● Prompt:
Reproduce the line containing "Each instance of the balcony railing" and every line after it through the end of the records. Include nothing else.

++++++++

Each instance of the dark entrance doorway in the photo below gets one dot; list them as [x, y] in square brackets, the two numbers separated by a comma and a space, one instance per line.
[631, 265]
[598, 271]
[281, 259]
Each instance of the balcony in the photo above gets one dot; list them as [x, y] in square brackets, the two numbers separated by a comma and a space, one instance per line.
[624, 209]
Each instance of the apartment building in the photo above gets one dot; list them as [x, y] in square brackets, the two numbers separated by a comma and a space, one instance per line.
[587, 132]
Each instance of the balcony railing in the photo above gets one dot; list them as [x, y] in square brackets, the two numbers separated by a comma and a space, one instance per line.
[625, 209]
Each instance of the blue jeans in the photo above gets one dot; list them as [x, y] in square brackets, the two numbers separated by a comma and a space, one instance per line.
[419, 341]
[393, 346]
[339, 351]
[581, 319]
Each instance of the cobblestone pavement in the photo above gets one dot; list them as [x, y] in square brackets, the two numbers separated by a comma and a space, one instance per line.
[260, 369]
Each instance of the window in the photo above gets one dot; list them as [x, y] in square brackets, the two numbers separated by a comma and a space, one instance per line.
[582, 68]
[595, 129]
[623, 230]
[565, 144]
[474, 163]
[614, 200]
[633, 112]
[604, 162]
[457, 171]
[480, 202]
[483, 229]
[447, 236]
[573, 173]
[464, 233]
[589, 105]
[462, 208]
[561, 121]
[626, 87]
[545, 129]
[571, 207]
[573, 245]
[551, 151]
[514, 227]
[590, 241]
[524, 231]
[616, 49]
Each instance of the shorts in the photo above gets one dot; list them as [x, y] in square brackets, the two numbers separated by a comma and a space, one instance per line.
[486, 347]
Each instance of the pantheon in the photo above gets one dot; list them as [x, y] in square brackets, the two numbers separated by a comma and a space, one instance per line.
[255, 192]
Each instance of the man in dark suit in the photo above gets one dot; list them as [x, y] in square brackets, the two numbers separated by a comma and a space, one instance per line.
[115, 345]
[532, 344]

++++++++

● Expected answer:
Each instance of the balcony railing in the photo above gets one dot; list them as [x, y] in square brackets, the two numbers separated by a comma and a space, one instance per line.
[625, 209]
Each instance of the blue jeans in the photo above gets one dot; list them as [x, y] in square brackets, the two numbers separated by a comma and a space, one instance per line.
[419, 341]
[393, 346]
[339, 351]
[581, 319]
Each instance of the cobblestone pavement in the photo above gets one dot; list them as [x, y] in square brackets, the two numbers separated by a comma and a space, one instance per line.
[260, 369]
Each instance of the window in the photo above gets one dot; list them as [x, y] in square brackets, the two numbers separated by a comma and a space, one instance per line.
[582, 68]
[595, 129]
[623, 230]
[565, 144]
[474, 163]
[614, 200]
[633, 112]
[604, 162]
[457, 171]
[480, 202]
[483, 229]
[447, 236]
[573, 173]
[464, 233]
[589, 105]
[462, 208]
[561, 121]
[626, 87]
[545, 129]
[571, 207]
[573, 245]
[551, 151]
[514, 227]
[590, 241]
[524, 231]
[616, 49]
Each instance of the shorts in the photo above gets one dot; list them as [x, y] in square brackets, the two numbers separated by a comma and a space, one instance per line.
[486, 347]
Each instance of the pantheon in the photo above gets one dot; list them as [x, y] in square brackets, the two numbers separated by a comma and a space, one instance per line.
[255, 192]
Each instance of the man in dark suit in the photo above gets one dot; list them as [x, y] in square brackets, the two numbers separated by a comma and a space, one instance per line.
[115, 345]
[532, 344]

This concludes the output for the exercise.